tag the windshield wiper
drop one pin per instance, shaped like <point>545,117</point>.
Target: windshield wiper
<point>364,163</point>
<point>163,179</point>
____
__Problem requirements__:
Please rewrite every line of the entries above, requests included, scaling only the point coordinates in the answers by 2.1 and rounding each to a whole number, with halves rounded up.

__Solution to this exercise__:
tag the windshield wiper
drop one pin per instance, shaped like <point>545,117</point>.
Target: windshield wiper
<point>764,342</point>
<point>342,376</point>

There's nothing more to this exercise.